Your task
Copy each of the following rows exactly as it appears, character for character.

Source data
○ ○ ○ ○ ○

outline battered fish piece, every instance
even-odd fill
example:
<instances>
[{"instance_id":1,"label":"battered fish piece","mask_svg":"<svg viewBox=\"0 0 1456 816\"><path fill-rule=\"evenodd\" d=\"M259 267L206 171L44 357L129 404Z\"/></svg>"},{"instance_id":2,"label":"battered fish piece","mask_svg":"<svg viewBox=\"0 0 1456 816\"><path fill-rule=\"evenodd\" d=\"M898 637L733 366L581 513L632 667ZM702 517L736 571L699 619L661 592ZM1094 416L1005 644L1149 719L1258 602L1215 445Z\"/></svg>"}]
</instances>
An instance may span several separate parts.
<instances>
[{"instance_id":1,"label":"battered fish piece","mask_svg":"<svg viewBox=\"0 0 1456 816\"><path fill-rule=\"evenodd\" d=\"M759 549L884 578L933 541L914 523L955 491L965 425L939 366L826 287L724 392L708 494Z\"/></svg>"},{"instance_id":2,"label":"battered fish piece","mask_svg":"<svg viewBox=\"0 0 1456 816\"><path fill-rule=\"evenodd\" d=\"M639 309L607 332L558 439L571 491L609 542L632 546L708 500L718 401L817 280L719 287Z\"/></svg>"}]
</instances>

○ ○ ○ ○ ○

Exercise result
outline battered fish piece, every instance
even-odd fill
example:
<instances>
[{"instance_id":1,"label":"battered fish piece","mask_svg":"<svg viewBox=\"0 0 1456 816\"><path fill-rule=\"evenodd\" d=\"M259 267L206 171L44 357L129 404Z\"/></svg>"},{"instance_id":2,"label":"battered fish piece","mask_svg":"<svg viewBox=\"0 0 1456 816\"><path fill-rule=\"evenodd\" d=\"M898 637L733 366L581 513L632 667ZM702 517L736 571L699 619L661 592ZM1094 416L1005 644L1149 719L1258 602L1215 445Z\"/></svg>"}]
</instances>
An instance may span several separate parts.
<instances>
[{"instance_id":1,"label":"battered fish piece","mask_svg":"<svg viewBox=\"0 0 1456 816\"><path fill-rule=\"evenodd\" d=\"M759 549L884 578L933 541L914 523L955 491L965 425L939 366L826 287L724 392L708 494Z\"/></svg>"},{"instance_id":2,"label":"battered fish piece","mask_svg":"<svg viewBox=\"0 0 1456 816\"><path fill-rule=\"evenodd\" d=\"M639 309L607 332L558 439L571 491L609 542L632 546L708 500L718 401L817 280L719 287Z\"/></svg>"}]
</instances>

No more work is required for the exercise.